*What needs to be done*: Reproduce the lines below word for word, leaving out the pictures.

*Material to process*:
▬▬▬▬▬▬

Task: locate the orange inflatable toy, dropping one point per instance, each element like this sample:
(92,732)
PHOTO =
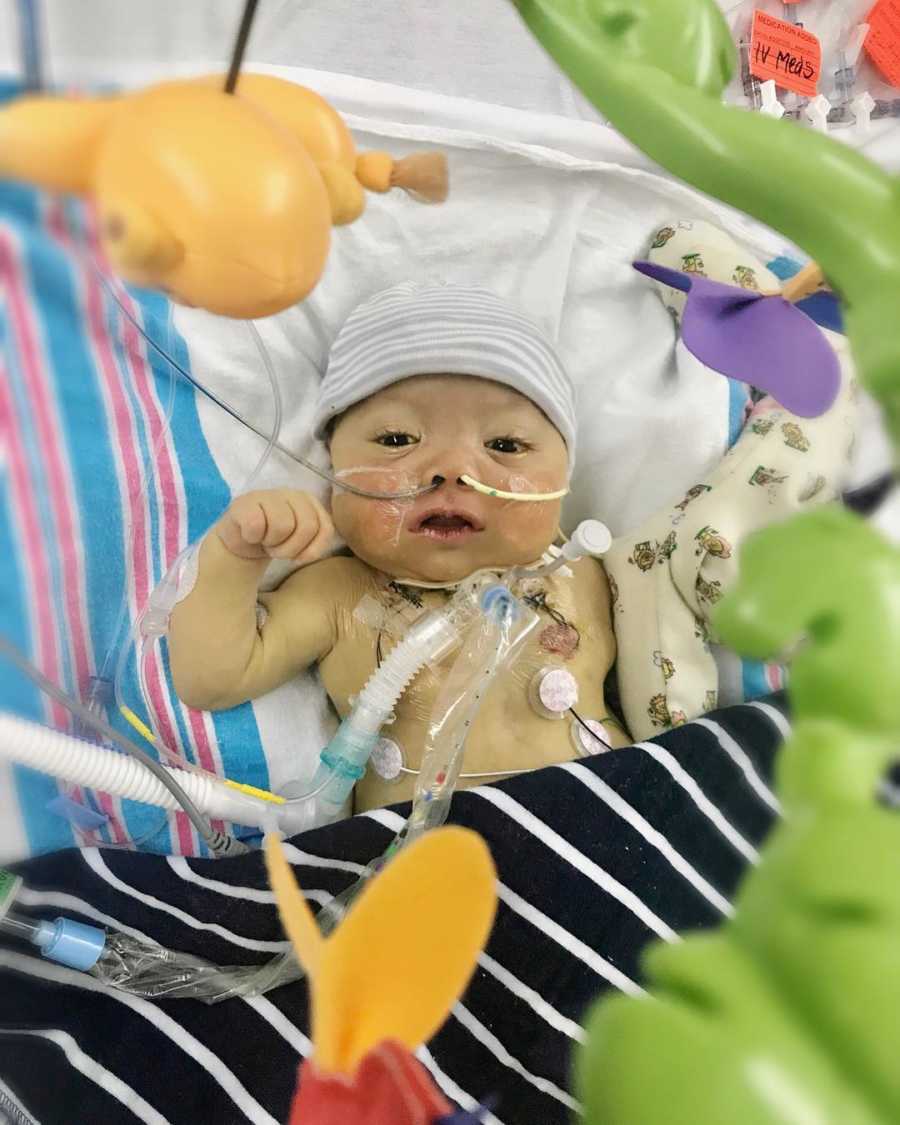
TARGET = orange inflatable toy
(224,201)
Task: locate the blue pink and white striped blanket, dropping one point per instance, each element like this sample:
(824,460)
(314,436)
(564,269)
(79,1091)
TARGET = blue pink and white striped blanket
(98,495)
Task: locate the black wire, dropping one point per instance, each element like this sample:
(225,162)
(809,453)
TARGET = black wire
(870,496)
(590,731)
(240,44)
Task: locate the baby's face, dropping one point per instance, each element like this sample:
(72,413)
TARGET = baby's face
(447,425)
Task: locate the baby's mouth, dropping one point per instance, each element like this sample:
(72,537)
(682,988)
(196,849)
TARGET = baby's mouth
(447,525)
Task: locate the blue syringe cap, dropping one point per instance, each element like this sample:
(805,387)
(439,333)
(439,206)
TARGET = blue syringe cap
(71,943)
(498,602)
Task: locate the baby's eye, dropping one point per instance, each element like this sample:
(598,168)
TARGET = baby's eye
(394,439)
(506,446)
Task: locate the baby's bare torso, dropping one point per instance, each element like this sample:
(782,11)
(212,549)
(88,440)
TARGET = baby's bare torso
(509,735)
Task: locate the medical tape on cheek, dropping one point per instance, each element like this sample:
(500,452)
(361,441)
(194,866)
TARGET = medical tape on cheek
(389,513)
(518,489)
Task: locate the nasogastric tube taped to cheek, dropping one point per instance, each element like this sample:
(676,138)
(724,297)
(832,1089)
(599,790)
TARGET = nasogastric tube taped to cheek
(532,497)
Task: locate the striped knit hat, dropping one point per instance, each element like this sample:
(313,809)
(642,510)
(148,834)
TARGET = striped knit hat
(415,329)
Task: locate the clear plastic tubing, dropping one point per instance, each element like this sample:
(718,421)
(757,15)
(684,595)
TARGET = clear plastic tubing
(98,767)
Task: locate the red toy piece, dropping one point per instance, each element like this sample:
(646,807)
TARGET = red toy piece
(389,1088)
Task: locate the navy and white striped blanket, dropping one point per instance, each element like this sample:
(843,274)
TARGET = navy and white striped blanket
(596,858)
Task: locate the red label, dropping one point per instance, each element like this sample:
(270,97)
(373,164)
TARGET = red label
(882,43)
(789,54)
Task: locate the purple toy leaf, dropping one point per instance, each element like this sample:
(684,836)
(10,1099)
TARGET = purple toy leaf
(764,341)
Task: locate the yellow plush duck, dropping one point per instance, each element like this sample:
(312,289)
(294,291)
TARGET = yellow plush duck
(224,201)
(385,980)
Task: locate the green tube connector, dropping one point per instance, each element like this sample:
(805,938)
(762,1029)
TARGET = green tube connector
(344,759)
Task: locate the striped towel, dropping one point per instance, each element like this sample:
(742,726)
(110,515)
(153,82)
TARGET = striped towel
(595,860)
(98,495)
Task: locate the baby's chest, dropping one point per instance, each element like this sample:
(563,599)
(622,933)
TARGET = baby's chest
(558,669)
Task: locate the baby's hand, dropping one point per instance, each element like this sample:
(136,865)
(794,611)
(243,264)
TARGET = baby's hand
(279,523)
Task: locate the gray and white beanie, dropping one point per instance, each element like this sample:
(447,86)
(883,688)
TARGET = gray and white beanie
(415,329)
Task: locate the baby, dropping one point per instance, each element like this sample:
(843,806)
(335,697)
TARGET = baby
(425,385)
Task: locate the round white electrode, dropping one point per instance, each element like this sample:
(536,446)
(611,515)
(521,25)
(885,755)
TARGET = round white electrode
(584,740)
(387,759)
(552,692)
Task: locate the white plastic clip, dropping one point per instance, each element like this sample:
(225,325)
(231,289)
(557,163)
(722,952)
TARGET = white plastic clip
(817,113)
(862,107)
(770,105)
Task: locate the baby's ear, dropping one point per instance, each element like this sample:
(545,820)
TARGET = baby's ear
(53,142)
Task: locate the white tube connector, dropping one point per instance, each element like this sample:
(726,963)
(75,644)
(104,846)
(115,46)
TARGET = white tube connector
(97,767)
(591,537)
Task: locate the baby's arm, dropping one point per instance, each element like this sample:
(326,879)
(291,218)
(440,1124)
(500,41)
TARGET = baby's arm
(218,655)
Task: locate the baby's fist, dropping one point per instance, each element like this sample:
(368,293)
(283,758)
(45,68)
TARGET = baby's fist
(279,523)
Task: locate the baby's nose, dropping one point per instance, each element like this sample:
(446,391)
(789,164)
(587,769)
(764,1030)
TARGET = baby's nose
(437,480)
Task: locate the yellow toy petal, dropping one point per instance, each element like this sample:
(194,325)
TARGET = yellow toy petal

▬▬▬▬▬▬

*Result below*:
Task: locate the orange inflatable toy, dropping one point per instance, each element like this sample:
(92,732)
PHOTO =
TARGET = orange inflatable toy
(224,201)
Task: locate the blue pink and white striped blanket, dropping one point per instance, each element like this sample:
(824,460)
(314,436)
(564,269)
(79,1091)
TARGET = blue pink and white striped blanket
(98,495)
Task: locate the black wire, dropping one point per instance, each element like this sample:
(225,162)
(809,453)
TARGET = black wire
(870,496)
(590,731)
(240,44)
Task: locate the baby's face, dropping one point per instance, each element like this sample:
(72,413)
TARGET = baby's face
(447,425)
Task: locate the baby's mouth, dropping one point per instance, each element like this sample:
(72,537)
(682,988)
(196,849)
TARGET = baby's mouth
(447,525)
Task: locate the blue syringe cap, dropping one point per instance, each element like this sample:
(805,387)
(439,333)
(439,206)
TARGET = blue syringe cap
(71,943)
(498,602)
Task: locate the baby's eye, dropping one point per instance, each element like this sample:
(598,168)
TARGET = baby's eye
(394,439)
(506,446)
Task: locate the baby's bare torso, dropping one point per instance, each element like this sample:
(782,11)
(212,549)
(88,440)
TARGET = baby's bare torso
(509,735)
Task: locate the medical tape on cheek, dropping one point per instance, each element like this sample:
(500,452)
(361,441)
(194,866)
TARGET = medical tape on cheek
(389,513)
(518,489)
Task: locate the nasogastric tube taped to cheek, dropping one point per instance, each element like this sample:
(676,138)
(724,297)
(832,1089)
(599,790)
TARGET = nasogastric tube taped to cheek
(532,497)
Task: locate the striped knit hat, dropping one point per instance, each element like this sample:
(313,809)
(642,510)
(148,834)
TARGET = striped knit hat
(415,329)
Task: locate the clear plastic tubing, dropping one point per instance, each element like this sample:
(718,421)
(757,15)
(684,595)
TARGET = clear plastic tubing
(98,767)
Task: locate the red toy piece, dropping one point per instance, each element like this sample:
(646,807)
TARGET = red toy piece
(389,1088)
Task: locate the navy and white striped blanket, dropping one point per instance, each element like this sample:
(843,274)
TARGET = navy and white striped blanket
(596,858)
Task: locate the red label, dropping one point per instance, each element like this sample:
(270,97)
(373,164)
TARGET = red label
(882,43)
(789,54)
Task: locate the purple toy leaf, dropping one point per instance, each element like this sample:
(684,836)
(10,1099)
TARGET = purple toy leaf
(764,341)
Task: locate the yellow plush duck, dropping one point per instance, each element like this sample:
(312,289)
(294,291)
TARGET = yellow plush duck
(224,201)
(385,980)
Task: locate the green tube connector, dropping one point per instance, each element like this sample:
(805,938)
(762,1029)
TARGET = green tube connector
(344,759)
Task: locate the striped towel, dropping one point per instance, each element like this sample:
(742,726)
(110,515)
(153,82)
TARGET = striped towel
(595,860)
(98,495)
Task: locate the baby's chest, dropping one point per instance, each element like this sample:
(563,599)
(622,933)
TARGET = baby's chest
(558,669)
Task: locate the baby's hand, dropping one point per instance, each element like this sample:
(136,865)
(794,611)
(243,264)
TARGET = baby's hand
(279,523)
Task: locate the gray and white beanie, dropping one point per instance, each element like this sample:
(447,86)
(883,688)
TARGET = gray and white beanie
(415,329)
Task: locate the baby, dropping one point per instance, each element like this sample:
(843,806)
(335,697)
TARGET = baby
(425,385)
Task: locate the round white electrode, dropping one point per instance, each element like this sample:
(536,446)
(611,515)
(521,25)
(885,755)
TARGET = round white electrode
(584,740)
(387,759)
(552,692)
Task: locate the white plastic clip, dropping one point per instance, each element like this sample:
(225,325)
(231,289)
(557,163)
(722,952)
TARGET = white plastic clip
(817,113)
(862,107)
(770,105)
Task: locate the baby's ear, dropping one point per instance, each element like this sample:
(545,820)
TARGET = baby's ear
(53,142)
Task: locate the white tube connector, dropping one point per instance, each element like this sample:
(726,963)
(75,644)
(104,846)
(115,46)
TARGET = white tube connector
(97,767)
(591,537)
Task: locate the baby's arm, dropping one point per instance, each element like this sample:
(326,879)
(291,218)
(440,1124)
(500,41)
TARGET = baby's arm
(218,655)
Task: locate the baby's fist, dropping one point per instance, each element like this sample:
(368,293)
(283,758)
(45,68)
TARGET = baby's fist
(279,523)
Task: locate the baby's nose, dropping one point per instance, each element like this sample:
(446,391)
(789,164)
(587,769)
(764,1030)
TARGET = baby's nose
(437,480)
Task: locate the yellow toy petal, dropping one point per instance, each element like this sample:
(194,325)
TARGET = yellow toy petal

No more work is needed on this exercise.